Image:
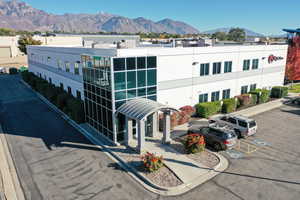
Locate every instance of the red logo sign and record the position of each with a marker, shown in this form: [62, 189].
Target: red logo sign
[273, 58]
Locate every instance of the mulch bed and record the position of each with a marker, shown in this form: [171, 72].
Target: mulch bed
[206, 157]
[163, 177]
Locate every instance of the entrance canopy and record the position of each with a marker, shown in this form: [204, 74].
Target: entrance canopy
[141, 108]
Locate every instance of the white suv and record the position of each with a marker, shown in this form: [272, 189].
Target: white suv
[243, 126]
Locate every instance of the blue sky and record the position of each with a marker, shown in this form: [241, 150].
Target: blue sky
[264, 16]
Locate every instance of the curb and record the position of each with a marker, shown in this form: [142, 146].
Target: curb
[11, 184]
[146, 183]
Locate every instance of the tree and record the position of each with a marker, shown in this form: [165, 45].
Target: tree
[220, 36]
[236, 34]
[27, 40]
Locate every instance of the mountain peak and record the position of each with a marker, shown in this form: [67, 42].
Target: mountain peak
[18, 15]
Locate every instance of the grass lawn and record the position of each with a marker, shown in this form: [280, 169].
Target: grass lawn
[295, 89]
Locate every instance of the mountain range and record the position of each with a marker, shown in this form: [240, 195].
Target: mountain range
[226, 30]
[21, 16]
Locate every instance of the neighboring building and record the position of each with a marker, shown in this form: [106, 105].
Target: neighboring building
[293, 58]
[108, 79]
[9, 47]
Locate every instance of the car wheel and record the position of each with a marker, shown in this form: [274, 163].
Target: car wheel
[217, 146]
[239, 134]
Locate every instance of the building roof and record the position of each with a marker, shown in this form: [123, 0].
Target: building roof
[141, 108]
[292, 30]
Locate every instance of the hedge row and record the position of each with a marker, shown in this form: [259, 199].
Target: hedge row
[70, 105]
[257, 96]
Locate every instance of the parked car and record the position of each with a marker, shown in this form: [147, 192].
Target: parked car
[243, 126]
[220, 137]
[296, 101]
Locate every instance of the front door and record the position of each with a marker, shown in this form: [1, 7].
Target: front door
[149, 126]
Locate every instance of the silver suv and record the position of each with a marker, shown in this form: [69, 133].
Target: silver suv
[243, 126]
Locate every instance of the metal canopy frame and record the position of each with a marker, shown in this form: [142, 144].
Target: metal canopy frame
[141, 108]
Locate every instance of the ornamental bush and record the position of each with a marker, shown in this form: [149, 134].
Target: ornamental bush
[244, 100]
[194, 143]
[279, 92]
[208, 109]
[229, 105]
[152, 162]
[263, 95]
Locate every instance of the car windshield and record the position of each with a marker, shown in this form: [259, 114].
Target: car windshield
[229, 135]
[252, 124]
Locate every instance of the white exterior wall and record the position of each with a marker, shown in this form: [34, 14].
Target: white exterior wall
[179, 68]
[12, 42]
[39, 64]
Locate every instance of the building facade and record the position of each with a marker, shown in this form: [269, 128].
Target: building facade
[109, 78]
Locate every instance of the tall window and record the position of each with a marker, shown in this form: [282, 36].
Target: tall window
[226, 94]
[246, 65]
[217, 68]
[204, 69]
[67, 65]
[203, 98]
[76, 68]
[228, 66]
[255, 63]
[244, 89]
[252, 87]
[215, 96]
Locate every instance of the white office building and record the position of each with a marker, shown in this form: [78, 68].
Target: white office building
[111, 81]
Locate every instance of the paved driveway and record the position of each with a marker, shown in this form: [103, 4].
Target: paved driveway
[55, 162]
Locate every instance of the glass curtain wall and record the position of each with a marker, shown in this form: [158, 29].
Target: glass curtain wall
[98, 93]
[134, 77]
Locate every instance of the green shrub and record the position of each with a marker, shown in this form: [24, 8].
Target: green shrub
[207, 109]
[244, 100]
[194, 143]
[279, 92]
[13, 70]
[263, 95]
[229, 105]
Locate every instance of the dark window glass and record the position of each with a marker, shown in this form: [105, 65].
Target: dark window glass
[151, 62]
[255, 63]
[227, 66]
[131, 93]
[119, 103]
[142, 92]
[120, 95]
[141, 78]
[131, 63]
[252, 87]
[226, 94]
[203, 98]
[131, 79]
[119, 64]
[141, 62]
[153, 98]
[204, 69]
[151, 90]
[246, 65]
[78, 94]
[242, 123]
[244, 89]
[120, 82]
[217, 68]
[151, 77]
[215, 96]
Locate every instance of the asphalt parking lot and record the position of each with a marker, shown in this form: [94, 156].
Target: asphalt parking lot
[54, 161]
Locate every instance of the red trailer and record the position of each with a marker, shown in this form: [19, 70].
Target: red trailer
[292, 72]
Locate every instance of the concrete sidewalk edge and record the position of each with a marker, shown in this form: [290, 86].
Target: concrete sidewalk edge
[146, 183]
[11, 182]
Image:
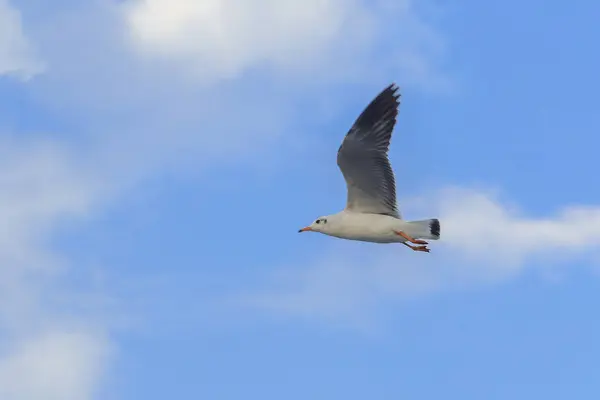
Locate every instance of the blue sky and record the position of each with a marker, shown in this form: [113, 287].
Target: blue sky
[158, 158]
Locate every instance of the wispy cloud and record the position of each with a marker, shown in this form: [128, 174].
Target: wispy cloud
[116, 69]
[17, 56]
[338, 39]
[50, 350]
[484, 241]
______
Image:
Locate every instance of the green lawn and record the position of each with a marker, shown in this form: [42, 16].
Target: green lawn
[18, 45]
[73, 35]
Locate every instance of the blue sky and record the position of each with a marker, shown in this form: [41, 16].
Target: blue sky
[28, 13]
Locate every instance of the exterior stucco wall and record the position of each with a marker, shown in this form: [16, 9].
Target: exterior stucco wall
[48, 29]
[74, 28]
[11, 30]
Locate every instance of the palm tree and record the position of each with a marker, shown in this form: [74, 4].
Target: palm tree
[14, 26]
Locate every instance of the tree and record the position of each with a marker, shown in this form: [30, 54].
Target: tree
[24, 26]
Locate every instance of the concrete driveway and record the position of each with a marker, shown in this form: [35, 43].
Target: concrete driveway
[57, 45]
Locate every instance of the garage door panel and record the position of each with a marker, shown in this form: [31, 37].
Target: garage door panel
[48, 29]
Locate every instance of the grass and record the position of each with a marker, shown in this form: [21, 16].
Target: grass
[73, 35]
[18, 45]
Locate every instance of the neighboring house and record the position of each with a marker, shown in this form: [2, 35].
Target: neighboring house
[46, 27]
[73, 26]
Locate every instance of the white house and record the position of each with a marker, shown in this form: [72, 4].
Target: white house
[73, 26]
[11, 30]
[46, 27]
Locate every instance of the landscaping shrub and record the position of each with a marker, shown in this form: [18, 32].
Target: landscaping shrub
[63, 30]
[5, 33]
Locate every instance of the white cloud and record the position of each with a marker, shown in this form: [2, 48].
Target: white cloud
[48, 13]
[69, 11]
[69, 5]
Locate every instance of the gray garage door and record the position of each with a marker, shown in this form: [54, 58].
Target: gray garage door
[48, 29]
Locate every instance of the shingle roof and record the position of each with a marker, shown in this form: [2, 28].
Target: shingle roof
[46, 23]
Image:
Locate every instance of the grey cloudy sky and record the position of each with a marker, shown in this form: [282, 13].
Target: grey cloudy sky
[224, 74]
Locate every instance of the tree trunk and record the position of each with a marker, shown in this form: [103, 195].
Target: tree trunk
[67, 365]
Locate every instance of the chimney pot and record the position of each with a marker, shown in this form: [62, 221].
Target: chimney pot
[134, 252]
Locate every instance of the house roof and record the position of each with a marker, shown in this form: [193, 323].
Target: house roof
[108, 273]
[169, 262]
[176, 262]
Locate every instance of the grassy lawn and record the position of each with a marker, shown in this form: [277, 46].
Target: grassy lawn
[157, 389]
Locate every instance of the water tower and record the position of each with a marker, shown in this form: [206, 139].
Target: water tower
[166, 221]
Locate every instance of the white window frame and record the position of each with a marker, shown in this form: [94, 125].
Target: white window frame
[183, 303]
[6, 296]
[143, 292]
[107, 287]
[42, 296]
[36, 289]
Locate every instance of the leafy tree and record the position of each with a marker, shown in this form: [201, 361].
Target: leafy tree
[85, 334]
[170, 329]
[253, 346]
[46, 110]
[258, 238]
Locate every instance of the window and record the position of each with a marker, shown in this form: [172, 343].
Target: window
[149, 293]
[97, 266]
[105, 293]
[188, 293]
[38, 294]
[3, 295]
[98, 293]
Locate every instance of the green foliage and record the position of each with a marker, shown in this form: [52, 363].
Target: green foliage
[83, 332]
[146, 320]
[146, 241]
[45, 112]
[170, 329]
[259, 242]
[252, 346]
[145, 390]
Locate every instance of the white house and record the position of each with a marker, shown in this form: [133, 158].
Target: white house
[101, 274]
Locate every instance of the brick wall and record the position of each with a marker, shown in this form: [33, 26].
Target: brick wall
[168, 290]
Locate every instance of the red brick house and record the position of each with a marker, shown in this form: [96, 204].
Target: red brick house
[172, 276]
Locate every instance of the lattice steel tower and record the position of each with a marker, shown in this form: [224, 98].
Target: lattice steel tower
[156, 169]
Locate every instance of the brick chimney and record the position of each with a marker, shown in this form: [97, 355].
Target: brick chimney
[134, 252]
______
What is needed:
Among the records above, a stretch begins at the line containing "form: [241, 150]." and ends at the line containing "form: [165, 45].". Restate that stretch word for word, and nothing else.

Final answer:
Locate every instance of the blue sky and record the position of each with a marker, shown in this form: [241, 150].
Target: blue sky
[264, 16]
Locate every instance of the curb and record the position of each with a marker, shown in this form: [142, 146].
Target: curb
[11, 184]
[146, 183]
Locate every instance of the tree and record the position of each with a marker, shown in this form: [165, 45].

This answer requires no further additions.